* [Text excerpt]
In this thesis, I have described a method for heterologous expression of fungal genes in Aspergillus
nidulans. The strengths of this system formed the basis for the work in chapter 3, 4 and 5. The gene to
product time is only a few weeks, allowing for fast screening of genetic constructs. A clean background
and relatively high yields made product identification straightforward as well. The most time-consuming
step is often fusion PCR. Large constructs (>7 kb), where multiple fragments must be fused, have low
yields and take a long time to run, making the necessary optimization arduous. Currently, other
approaches like Gibson assembly are being explored as an alternative, though low yields can still be an
issue there. In this thesis, yield optimization was not an objective and not necessary for product
characterization. However, if any of these compounds or future derivatives has an application where large
scale production is necessary, yield optimization will involve media composition, growth and post-
induction temperature, culture duration, shaking speed, media/overhead ratio and pH to name a few.
More sophisticated optimization could involve different promoters for optimal relative expression level
and specific direction of cellular localization and protein-protein interactions of the individual enzymes
involved in product formation. Additionally, structural studies of the hybrid enzymes described in chapter
3 and 4 could lead to further improvement on the amino acid level, also making future new hybrid
enzymes easier to assemble.

* [Data entries]

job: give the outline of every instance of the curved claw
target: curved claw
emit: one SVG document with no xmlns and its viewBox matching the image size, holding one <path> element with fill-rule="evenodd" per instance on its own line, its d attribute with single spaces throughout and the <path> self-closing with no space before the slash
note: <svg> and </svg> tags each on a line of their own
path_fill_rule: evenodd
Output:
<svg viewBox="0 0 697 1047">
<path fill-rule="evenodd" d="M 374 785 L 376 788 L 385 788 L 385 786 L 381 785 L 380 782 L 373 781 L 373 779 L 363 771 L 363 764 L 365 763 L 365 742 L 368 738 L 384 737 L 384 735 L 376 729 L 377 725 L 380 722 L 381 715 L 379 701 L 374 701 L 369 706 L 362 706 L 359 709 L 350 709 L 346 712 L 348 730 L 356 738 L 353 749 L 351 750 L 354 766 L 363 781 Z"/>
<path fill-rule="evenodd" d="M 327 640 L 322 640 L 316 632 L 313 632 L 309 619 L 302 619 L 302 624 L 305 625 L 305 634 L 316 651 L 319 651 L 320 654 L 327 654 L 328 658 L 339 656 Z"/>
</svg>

* [Requirement 1]
In the thesis excerpt, which step is described as often the most time-consuming?
* [Requirement 2]
Write out the thesis excerpt from "More sophisticated optimization" to "easier to assemble.".

* [Exercise answer 1]
Fusion PCR.

* [Exercise answer 2]
More sophisticated optimization could involve different promoters for optimal relative expression level
and specific direction of cellular localization and protein-protein interactions of the individual enzymes
involved in product formation. Additionally, structural studies of the hybrid enzymes described in chapter
3 and 4 could lead to further improvement on the amino acid level, also making future new hybrid
enzymes easier to assemble.